▶ _GOAL_: Rewrite every item below with "Mark each instance of" replaced by "Locate every instance of", keeping all other wording unchanged, and leave out the pictures.

▶ _STORED ROWS_:

:::

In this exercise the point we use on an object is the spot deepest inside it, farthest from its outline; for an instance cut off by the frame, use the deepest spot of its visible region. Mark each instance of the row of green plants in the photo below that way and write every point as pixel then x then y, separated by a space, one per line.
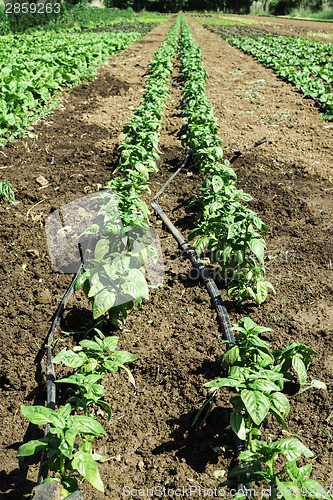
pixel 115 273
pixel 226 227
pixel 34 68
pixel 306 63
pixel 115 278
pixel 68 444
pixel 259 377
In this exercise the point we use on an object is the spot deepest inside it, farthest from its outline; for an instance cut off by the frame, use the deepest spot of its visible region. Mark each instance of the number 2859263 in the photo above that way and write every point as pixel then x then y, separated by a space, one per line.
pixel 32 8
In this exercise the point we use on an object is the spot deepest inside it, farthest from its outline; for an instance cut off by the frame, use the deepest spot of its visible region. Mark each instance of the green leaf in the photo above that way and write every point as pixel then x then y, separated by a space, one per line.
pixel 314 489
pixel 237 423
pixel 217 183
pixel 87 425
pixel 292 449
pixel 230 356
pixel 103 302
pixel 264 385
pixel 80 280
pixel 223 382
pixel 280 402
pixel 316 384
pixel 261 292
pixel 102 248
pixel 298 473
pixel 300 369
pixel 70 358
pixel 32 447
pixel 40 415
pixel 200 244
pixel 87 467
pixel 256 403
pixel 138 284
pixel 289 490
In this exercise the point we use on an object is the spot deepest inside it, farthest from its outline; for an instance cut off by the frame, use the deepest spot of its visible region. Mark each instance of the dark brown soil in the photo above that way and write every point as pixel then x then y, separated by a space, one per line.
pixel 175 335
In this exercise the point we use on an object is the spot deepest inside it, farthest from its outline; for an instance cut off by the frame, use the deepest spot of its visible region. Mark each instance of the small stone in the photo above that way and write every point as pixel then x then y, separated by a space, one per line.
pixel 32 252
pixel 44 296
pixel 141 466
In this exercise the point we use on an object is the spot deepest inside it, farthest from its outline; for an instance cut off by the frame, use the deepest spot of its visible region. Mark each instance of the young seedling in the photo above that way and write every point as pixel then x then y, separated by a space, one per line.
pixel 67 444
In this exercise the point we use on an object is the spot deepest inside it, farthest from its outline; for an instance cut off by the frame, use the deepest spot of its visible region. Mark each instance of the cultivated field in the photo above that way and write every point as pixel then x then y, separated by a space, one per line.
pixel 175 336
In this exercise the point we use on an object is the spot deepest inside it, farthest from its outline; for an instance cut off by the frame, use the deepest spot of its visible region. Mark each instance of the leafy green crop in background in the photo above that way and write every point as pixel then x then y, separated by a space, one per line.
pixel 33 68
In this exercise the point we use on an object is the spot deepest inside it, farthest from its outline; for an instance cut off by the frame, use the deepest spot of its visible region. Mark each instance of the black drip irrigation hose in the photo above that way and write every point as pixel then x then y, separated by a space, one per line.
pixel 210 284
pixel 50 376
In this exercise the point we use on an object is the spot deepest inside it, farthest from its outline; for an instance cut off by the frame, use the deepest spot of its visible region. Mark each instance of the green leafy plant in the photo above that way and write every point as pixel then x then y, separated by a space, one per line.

:::

▶ _WRITTEN RESPONSE_:
In this exercise the point we use on an object is the spot deepest inside it, farthest from its outline; for an instance cut off by the frame, use the deepest spot of its visible region. Locate every instance of the row of green plants in the photo below that way and write every point as pixel then x then y, separated by a space, one per line.
pixel 115 273
pixel 226 227
pixel 34 68
pixel 306 63
pixel 115 278
pixel 68 444
pixel 259 377
In this exercise the point we use on an object is the spot deepest inside it, farthest from its outline; for an instance cut off by the frame, use the deepest spot of its visible region. Locate every instance of the number 2859263 in the photo above that way and write every point as pixel then x then y, separated by a space, one per line.
pixel 32 8
In this exercise the point we use on an object is the spot deepest inside it, farthest from its outline; for an instance cut off by the frame, use the deepest spot of its visible region. Locate every instance of the green leaf in the photo above that way and write every point as pixel then x then y, separated by a space, one per line.
pixel 314 489
pixel 237 423
pixel 217 183
pixel 87 425
pixel 292 449
pixel 230 356
pixel 103 302
pixel 264 385
pixel 80 280
pixel 223 382
pixel 280 402
pixel 316 384
pixel 261 292
pixel 102 248
pixel 298 473
pixel 300 369
pixel 70 358
pixel 32 447
pixel 40 415
pixel 200 244
pixel 87 467
pixel 256 403
pixel 138 284
pixel 289 490
In this exercise the point we use on an object is the spot deepest inside it, farthest from its outline; for an instance cut off by the frame, use the deepest spot of its visible region. Locate every instance of the dark brown soil in the photo above that way and write every point as pixel then x then y, separated by a space, one per line.
pixel 175 335
In this exercise the point we use on an object is the spot deepest inside it, farthest from its outline; for an instance cut off by the frame, use the deepest spot of its visible region. Locate every instance of the small stone in the photo above that way and write every point as pixel then x then y, separated by a space, one per line.
pixel 32 252
pixel 44 296
pixel 141 466
In this exercise the point we use on an object is the spot deepest inside it, farthest from its outline; for an instance cut off by the frame, use the deepest spot of its visible region. Locate every instance of the young seedling in the photo above that way and write every point as pixel then x then y, separated by a space, one per line.
pixel 67 444
In this exercise the point we use on an object is the spot deepest inside it, farthest from its outline; for an instance cut off by the frame, use the deepest spot of its visible region. Locate every instance of the cultivated field in the photo above that way and write every point as pixel then x then y, separated by a space, one per line.
pixel 175 336
In this exercise the point we use on an object is the spot deepest inside it, farthest from its outline; for an instance cut off by the frame, use the deepest spot of its visible region. Locate every instance of the leafy green crop in background in the photo above that way and write every point as pixel then x then y, separated by a space, one per line.
pixel 33 68
In this exercise the point we use on an object is the spot deepest inside it, farthest from its outline; for an instance cut off by the frame, use the deepest spot of its visible region. Locate every instance of the black drip irrigation hose in the photo above that way and write every point as pixel then x then y, separated by a space, one per line.
pixel 210 284
pixel 50 376
In this exercise the point we use on an object is the spot deepest inside it, farthest from its outline; for an instance cut off by the frame, use the deepest spot of its visible region. Locate every instance of the green leafy plant in the photo above that way and write every point as pixel then x then y, separated by a space, one per line.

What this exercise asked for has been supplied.